• Directive:
Retype each of the following items word for word, keeping every line unchanged.

Begin Rows

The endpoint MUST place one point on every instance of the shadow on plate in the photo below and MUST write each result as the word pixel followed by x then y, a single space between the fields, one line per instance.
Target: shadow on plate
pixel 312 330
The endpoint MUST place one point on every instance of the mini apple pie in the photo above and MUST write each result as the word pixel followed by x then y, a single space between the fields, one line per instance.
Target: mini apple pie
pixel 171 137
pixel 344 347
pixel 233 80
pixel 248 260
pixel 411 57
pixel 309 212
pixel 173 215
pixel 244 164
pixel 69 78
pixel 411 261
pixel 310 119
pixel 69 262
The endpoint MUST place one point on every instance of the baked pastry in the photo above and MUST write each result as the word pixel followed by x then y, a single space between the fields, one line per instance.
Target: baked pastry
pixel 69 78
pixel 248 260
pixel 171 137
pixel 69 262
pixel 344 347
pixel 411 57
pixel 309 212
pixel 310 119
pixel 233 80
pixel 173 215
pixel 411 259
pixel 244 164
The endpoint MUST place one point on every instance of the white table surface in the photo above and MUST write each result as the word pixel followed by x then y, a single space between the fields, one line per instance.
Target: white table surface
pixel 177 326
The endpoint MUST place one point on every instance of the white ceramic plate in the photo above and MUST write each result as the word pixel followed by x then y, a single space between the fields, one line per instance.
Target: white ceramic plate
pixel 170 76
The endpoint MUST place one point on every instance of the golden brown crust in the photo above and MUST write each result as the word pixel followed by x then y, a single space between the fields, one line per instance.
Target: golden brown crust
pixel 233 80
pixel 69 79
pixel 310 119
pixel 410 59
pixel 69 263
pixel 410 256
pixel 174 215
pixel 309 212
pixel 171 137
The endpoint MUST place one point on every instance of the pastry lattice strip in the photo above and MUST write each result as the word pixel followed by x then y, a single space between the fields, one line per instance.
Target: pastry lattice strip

End Rows

• Correct result:
The endpoint MUST place one point on every instance of the shadow on plate in the photo below and MUST write each result as the word pixel followed by x then y, a single space between the fields, one line per instance.
Target: shadow on plate
pixel 312 330
The endpoint MUST place one point on every instance of the mini apple pie in the photo above and MUST write each result as the word pixel followed by x then y, a single space between the fields, one line per instance.
Target: mini apple pie
pixel 171 137
pixel 344 347
pixel 233 80
pixel 248 260
pixel 411 57
pixel 309 212
pixel 173 215
pixel 244 164
pixel 69 78
pixel 411 261
pixel 310 119
pixel 69 262
The endpoint MUST place one point on every instance of the baked pastry in the photo above and MUST write each result as the word pixel followed by x then y, a single space between the fields, one line per instance.
Target: baked pastry
pixel 69 78
pixel 248 260
pixel 171 137
pixel 69 262
pixel 344 347
pixel 411 57
pixel 309 212
pixel 310 119
pixel 233 80
pixel 173 215
pixel 411 259
pixel 244 164
The endpoint MUST place one point on every instance of the white table surface in the photo above and MUST write each result as the word pixel followed by x then y, a single space between the fields, one line per instance.
Target: white table surface
pixel 177 326
The endpoint MUST place one point on every instance of the white ceramic plate in the photo above and MUST write each result as the word pixel followed by x then y, a single space between the fields, one line per instance.
Target: white ceramic plate
pixel 170 76
The endpoint MUST place one point on every instance of the golden brown crust in the photo above and MUST write each result as the word pixel followed by x then y, a single space between the fields, one line per instance.
Target: golden brown crust
pixel 233 80
pixel 69 79
pixel 310 119
pixel 410 59
pixel 69 263
pixel 410 256
pixel 174 215
pixel 309 212
pixel 171 137
The endpoint MUST place one point on every instance of the pastry lattice strip in the photo above and MUST write each result as the word pixel followed by x then y, a single space between the fields, one line per instance.
Target: pastry lattice strip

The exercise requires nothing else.